Imaginez-vous flâner sur la Grand-Place de Bruxelles, illuminée pour Noël, et tomber nez à nez avec une crèche où Marie, Joseph, les Rois mages… n’ont tout simplement pas de visage. Juste du tissu lisse là où devraient briller les yeux de l’Enfant-Jésus. C’est exactement ce qui arrive depuis quelques jours dans la capitale belge, et la réaction ne s’est pas fait attendre.
Une crèche qui divise la Belgique entière
Depuis son inauguration vendredi dernier, cette installation artistique signée Victoria-Maria Geyer déchaîne les passions. Des milliers de commentaires outrés, une pétition qui dépasse déjà les 33 000 signatures en trois jours, et même un appel au calme lancé par le bourgmestre lui-même. Rarement une crèche de Noël aura autant fait parler d’elle.
Ce qui choque ? L’absence totale de traits sur les cinq personnages adultes en chiffons. Pas de yeux, pas de bouche, pas même un sourire esquissé. Pour certains, c’est une insulte directe à la tradition chrétienne et à l’identité occidentale. Pour d’autres, c’est une proposition artistique audacieuse qui invite à la réflexion.
Un choix artistique assumé
L’artiste, Victoria-Maria Geyer, se dit catholique pratiquante et assure qu’il n’a jamais été question de rompre avec la tradition. Au contraire.
« Les visages en tissu ont vocation de laisser libre cours à l’imagination de tout un chacun, et certainement pas d’exclure l’une ou l’autre communauté »
Selon elle, cette absence de traits permet à chaque visiteur de projeter ses propres émotions, ses souvenirs, sa foi. Une Nativité universelle plutôt qu’une représentation figée dans une culture précise. Un pari osé en pleine période de tensions identitaires.
Et le pari semblait pourtant validé en amont : le projet a reçu l’aval des autorités ecclésiastiques locales avant d’être installé sur la place la plus emblématique de Bruxelles.

• **CONSIGNES**
[A] Renvoyez le passage de l'article sur la crèche de Bruxelles commençant par « Un choix artistique » et se poursuivant jusqu'à « de tensions identitaires. ».
[B] Dans l'article sur la crèche de Bruxelles, quel nombre de signatures la pétition a-t-elle déjà dépassé en trois jours ?

• **Entrées de données enregistrées**

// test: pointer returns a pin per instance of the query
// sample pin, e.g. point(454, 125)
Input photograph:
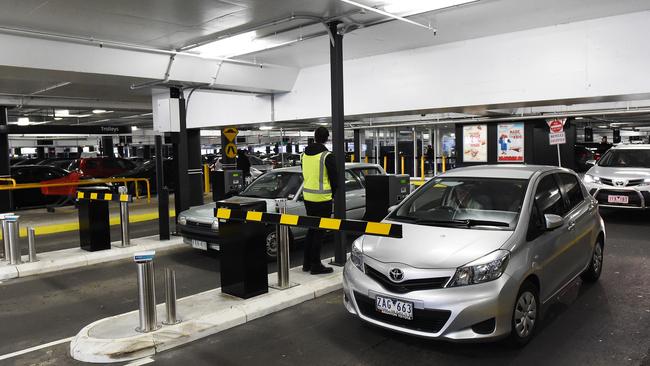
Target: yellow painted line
point(253, 216)
point(223, 213)
point(289, 219)
point(331, 224)
point(74, 226)
point(377, 228)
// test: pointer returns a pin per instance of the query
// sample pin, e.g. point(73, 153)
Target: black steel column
point(195, 168)
point(357, 146)
point(6, 202)
point(338, 135)
point(163, 193)
point(179, 139)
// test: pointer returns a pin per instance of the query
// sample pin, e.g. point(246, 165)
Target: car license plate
point(618, 199)
point(398, 308)
point(196, 244)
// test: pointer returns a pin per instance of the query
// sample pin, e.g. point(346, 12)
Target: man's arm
point(330, 165)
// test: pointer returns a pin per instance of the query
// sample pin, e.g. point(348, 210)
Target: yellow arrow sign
point(231, 150)
point(230, 133)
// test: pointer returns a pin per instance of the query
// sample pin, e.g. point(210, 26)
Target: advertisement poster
point(475, 143)
point(510, 142)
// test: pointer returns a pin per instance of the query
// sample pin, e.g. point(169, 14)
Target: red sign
point(556, 125)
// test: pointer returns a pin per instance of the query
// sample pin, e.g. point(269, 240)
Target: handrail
point(83, 183)
point(11, 180)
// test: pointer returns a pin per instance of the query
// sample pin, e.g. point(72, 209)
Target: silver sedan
point(483, 249)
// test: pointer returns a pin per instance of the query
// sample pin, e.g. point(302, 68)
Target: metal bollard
point(124, 218)
point(146, 292)
point(13, 234)
point(170, 297)
point(31, 236)
point(282, 234)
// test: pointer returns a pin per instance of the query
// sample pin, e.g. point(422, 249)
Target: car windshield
point(275, 185)
point(628, 158)
point(486, 203)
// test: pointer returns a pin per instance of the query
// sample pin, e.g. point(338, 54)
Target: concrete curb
point(114, 340)
point(75, 258)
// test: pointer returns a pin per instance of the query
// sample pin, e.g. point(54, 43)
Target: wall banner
point(510, 142)
point(475, 143)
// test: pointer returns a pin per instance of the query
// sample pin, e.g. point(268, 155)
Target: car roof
point(631, 147)
point(347, 166)
point(515, 171)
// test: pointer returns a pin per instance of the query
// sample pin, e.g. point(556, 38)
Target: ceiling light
point(385, 13)
point(412, 7)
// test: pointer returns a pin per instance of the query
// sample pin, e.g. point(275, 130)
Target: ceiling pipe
point(117, 45)
point(420, 122)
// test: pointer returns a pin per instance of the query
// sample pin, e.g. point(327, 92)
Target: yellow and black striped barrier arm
point(312, 222)
point(103, 196)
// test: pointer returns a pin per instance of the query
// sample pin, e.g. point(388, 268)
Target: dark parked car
point(62, 163)
point(102, 167)
point(148, 171)
point(34, 197)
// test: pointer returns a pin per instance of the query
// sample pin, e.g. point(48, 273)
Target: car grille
point(630, 183)
point(430, 321)
point(406, 286)
point(634, 200)
point(198, 224)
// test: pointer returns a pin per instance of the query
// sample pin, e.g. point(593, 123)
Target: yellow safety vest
point(316, 186)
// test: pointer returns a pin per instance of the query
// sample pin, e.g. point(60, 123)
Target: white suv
point(621, 178)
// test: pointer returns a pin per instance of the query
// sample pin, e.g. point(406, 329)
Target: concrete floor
point(607, 323)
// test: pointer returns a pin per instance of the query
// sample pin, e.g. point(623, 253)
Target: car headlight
point(356, 254)
point(485, 269)
point(591, 179)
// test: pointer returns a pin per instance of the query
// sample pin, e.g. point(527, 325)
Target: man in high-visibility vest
point(319, 174)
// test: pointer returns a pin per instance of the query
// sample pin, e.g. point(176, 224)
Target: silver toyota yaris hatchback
point(483, 249)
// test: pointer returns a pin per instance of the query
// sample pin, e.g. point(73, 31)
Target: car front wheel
point(525, 315)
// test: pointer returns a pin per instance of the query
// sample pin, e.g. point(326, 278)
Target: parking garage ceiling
point(172, 25)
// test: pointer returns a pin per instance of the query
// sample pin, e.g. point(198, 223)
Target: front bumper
point(638, 196)
point(469, 313)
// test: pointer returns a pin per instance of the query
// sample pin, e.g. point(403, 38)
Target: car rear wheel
point(525, 315)
point(592, 273)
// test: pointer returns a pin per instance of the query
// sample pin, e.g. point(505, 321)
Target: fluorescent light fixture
point(412, 7)
point(385, 13)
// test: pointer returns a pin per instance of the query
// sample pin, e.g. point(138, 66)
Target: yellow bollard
point(422, 167)
point(206, 177)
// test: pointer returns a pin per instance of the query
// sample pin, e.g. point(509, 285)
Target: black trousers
point(314, 239)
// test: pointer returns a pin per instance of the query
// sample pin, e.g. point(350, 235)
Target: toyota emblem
point(396, 274)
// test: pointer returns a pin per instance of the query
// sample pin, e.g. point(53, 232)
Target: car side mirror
point(552, 222)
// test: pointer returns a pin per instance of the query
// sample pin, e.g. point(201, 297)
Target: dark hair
point(321, 135)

• **RÉPONSES FINALES**
[A]
Un choix artistique assumé
L’artiste, Victoria-Maria Geyer, se dit catholique pratiquante et assure qu’il n’a jamais été question de rompre avec la tradition. Au contraire.
« Les visages en tissu ont vocation de laisser libre cours à l’imagination de tout un chacun, et certainement pas d’exclure l’une ou l’autre communauté »
Selon elle, cette absence de traits permet à chaque visiteur de projeter ses propres émotions, ses souvenirs, sa foi. Une Nativité universelle plutôt qu’une représentation figée dans une culture précise. Un pari osé en pleine période de tensions identitaires.

[B] La pétition dépasse déjà les 33 000 signatures.